---- SUPPLIED DATA

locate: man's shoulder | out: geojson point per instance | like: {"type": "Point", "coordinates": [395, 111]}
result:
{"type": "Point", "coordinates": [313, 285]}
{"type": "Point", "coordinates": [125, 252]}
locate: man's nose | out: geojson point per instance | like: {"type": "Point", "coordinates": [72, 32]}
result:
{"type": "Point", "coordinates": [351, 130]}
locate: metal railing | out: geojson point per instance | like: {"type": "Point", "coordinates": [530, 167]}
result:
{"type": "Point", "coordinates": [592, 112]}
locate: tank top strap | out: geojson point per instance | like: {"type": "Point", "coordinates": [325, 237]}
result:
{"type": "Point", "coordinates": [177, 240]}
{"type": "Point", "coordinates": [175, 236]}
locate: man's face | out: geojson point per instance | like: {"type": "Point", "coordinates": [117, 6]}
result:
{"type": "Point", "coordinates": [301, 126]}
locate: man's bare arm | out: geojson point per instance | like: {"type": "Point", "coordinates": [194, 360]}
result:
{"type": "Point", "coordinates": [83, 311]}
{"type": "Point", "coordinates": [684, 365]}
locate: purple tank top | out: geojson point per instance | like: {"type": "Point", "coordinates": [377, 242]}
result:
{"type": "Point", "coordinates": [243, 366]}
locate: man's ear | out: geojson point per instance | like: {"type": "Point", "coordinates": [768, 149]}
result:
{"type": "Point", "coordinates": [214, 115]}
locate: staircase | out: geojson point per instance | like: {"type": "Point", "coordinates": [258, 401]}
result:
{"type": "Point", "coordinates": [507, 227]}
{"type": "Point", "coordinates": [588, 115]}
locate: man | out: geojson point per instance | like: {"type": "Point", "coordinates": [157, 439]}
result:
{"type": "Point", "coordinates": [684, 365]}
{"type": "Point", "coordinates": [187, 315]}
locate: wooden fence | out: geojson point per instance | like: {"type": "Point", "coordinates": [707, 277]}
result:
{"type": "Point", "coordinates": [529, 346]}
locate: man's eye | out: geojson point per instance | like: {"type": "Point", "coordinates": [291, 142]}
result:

--------

→ **EXERCISE REQUIREMENTS**
Format these lines as a numbered list, and drop any blank lines.

→ **EXERCISE SOLUTION**
1. locate: man's shoulder | out: geojson point per instance | like: {"type": "Point", "coordinates": [395, 111]}
2. result:
3. {"type": "Point", "coordinates": [313, 285]}
4. {"type": "Point", "coordinates": [125, 252]}
5. locate: man's nose | out: geojson point per instance | like: {"type": "Point", "coordinates": [72, 32]}
6. result:
7. {"type": "Point", "coordinates": [351, 130]}
8. locate: metal railing | out: geojson point per instance | like: {"type": "Point", "coordinates": [530, 167]}
9. result:
10. {"type": "Point", "coordinates": [592, 112]}
11. locate: tank top strap | out: geojson point per instance | like: {"type": "Point", "coordinates": [325, 237]}
12. result:
13. {"type": "Point", "coordinates": [177, 240]}
14. {"type": "Point", "coordinates": [175, 236]}
15. locate: man's face | out: geojson point per instance | like: {"type": "Point", "coordinates": [117, 6]}
16. result:
17. {"type": "Point", "coordinates": [301, 126]}
18. locate: man's bare arm | out: geojson point per instance | like: {"type": "Point", "coordinates": [194, 360]}
19. result:
20. {"type": "Point", "coordinates": [83, 311]}
21. {"type": "Point", "coordinates": [684, 365]}
22. locate: purple tank top | out: geojson point per instance | like: {"type": "Point", "coordinates": [377, 242]}
23. result:
24. {"type": "Point", "coordinates": [243, 366]}
25. locate: man's ear | out: geojson point per instance | like: {"type": "Point", "coordinates": [768, 149]}
26. result:
27. {"type": "Point", "coordinates": [214, 115]}
28. locate: staircase | out: geojson point per instance | like: {"type": "Point", "coordinates": [258, 401]}
29. result:
30. {"type": "Point", "coordinates": [507, 227]}
31. {"type": "Point", "coordinates": [588, 115]}
32. locate: man | out: geojson point per instance | like: {"type": "Point", "coordinates": [157, 439]}
33. result:
34. {"type": "Point", "coordinates": [684, 365]}
35. {"type": "Point", "coordinates": [187, 315]}
36. locate: wooden fence | out: geojson point per instance | like: {"type": "Point", "coordinates": [707, 277]}
37. result:
38. {"type": "Point", "coordinates": [529, 346]}
39. locate: man's eye | out: geojson point per instance | like: {"type": "Point", "coordinates": [291, 142]}
40. result:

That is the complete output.